__Source document__.
-------------------------
Posted by Drew Hause on September 15, 2018, 12:42 pm
Not "L.C. Smith related", but poor Harvey apparently had to market bikes along with guns
Hunter Wheels
Dec. 21, 1895 Sporting Life http://library.la84.org/SportsLibrary/SportingLife/1895/VOL_26_NO_13/SL2613012.pdf http://library.la84.org/SportsLibrary/SportingLife/1895/VOL_26_NO_13/SL2613013.pdf Among the interested spectators was Thomas Hunter, manager of the Hunter Arms Company, of Fulton, N. Y., manufacturers of the celebrated L. C. Smith gun. Mr. Hunter was satisfied with the fine array of Smith guns on the grounds, and found that he was in a crowd of Smith gun cranks. Mr. Hunter was explaining some of the good points of the new Hunter bicycle, which that company are now making, and the words that caught the boys most forcibly were: “Hunter wheels are made like the Smith guns.”
No idea as to the source of the steel, but I suspect domestic. Crown steel barrels were offered on doubles with the first run of Pigeon Guns in 1893, No. A1 (SN 1130) in 1894, and the No. 3 about 1895.
“Crown”, however, was the brand name of the Crown and Cumberland Steel Co., Allegany County, Maryland which was established in 1872. Related to the Panic of 1893, Crown and Cumberland Steel was sold at a trustee sale in 1894, and then reorganized as Cumberland Steel and Tinplate Co. In 1900, the company became part of Crucible Steel.
-------------------------
__Work order__. In the forum post about Hunter wheels, what company did Thomas Hunter manage?
-------------------------
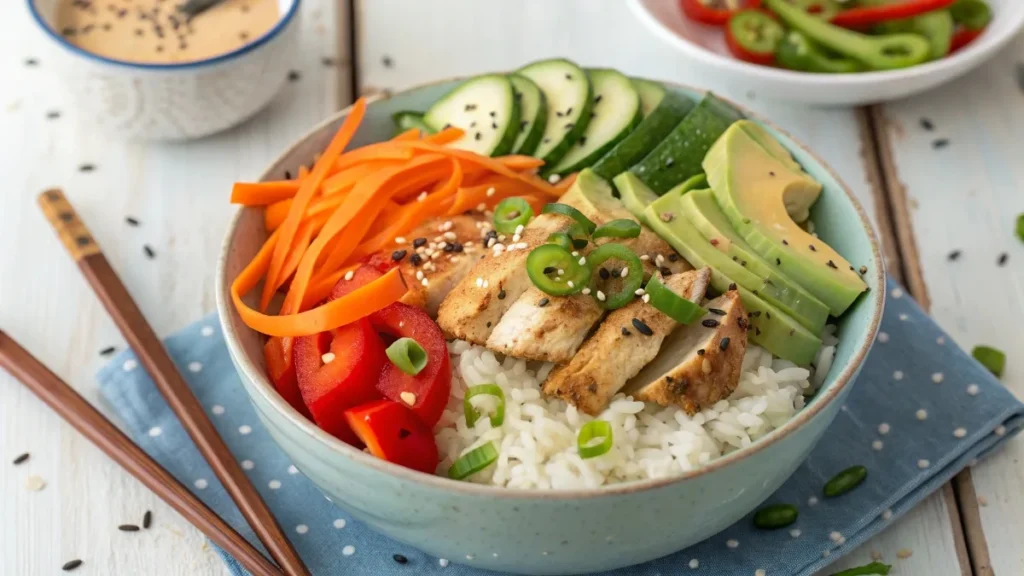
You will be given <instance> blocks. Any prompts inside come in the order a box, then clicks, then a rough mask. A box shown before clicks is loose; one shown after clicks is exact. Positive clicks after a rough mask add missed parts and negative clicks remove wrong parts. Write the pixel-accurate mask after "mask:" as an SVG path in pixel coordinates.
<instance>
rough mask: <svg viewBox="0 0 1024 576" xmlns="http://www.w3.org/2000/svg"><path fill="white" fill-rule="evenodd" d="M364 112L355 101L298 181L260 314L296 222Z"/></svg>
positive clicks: (263, 285) (330, 166)
mask: <svg viewBox="0 0 1024 576" xmlns="http://www.w3.org/2000/svg"><path fill="white" fill-rule="evenodd" d="M366 112H367V102H366V100H365V99H364V98H359V99H358V100H356V101H355V104H354V105H353V106H352V110H351V112H349V114H348V116H347V117H346V118H345V121H344V122H343V123H342V124H341V128H339V129H338V133H336V134H335V135H334V138H332V139H331V143H330V145H328V147H327V150H326V151H325V152H324V155H323V156H321V158H319V160H317V162H316V164H315V165H314V166H313V170H312V173H310V174H309V176H308V177H306V178H303V179H302V184H301V186H300V187H299V191H298V192H297V193H296V195H295V201H294V202H293V203H292V208H291V210H290V211H289V212H288V217H287V218H285V221H284V222H283V223H282V224H281V240H280V241H279V242H278V245H276V246H275V247H274V250H273V257H272V258H271V259H270V269H269V270H268V271H267V275H266V280H265V281H264V284H263V294H262V295H261V296H260V310H263V311H265V310H266V306H267V305H268V304H269V303H270V297H271V296H272V295H273V293H274V291H276V290H278V288H279V287H280V286H281V285H282V283H283V282H284V281H285V279H284V278H282V277H281V269H282V266H284V264H285V258H286V257H287V255H288V250H289V249H290V248H291V246H292V242H293V240H294V239H295V234H296V232H298V229H299V222H300V221H301V220H302V216H303V214H305V211H306V206H307V205H308V204H309V201H310V200H311V199H312V197H313V195H314V194H316V191H317V190H319V187H321V182H322V181H323V180H324V176H325V175H326V174H327V172H328V169H329V168H330V167H331V166H333V165H334V163H335V162H336V161H337V159H338V157H339V156H341V153H342V151H344V150H345V147H346V146H348V142H349V141H351V139H352V136H353V135H355V130H356V129H357V128H358V127H359V124H360V123H361V122H362V117H364V115H365V114H366Z"/></svg>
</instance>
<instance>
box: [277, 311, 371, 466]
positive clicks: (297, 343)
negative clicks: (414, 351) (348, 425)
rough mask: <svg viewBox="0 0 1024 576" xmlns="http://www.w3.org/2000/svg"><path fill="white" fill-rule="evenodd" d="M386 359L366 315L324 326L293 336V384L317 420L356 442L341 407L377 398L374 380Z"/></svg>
-------------------------
__Result for this exercise__. He managed the Hunter Arms Company, of Fulton, N. Y.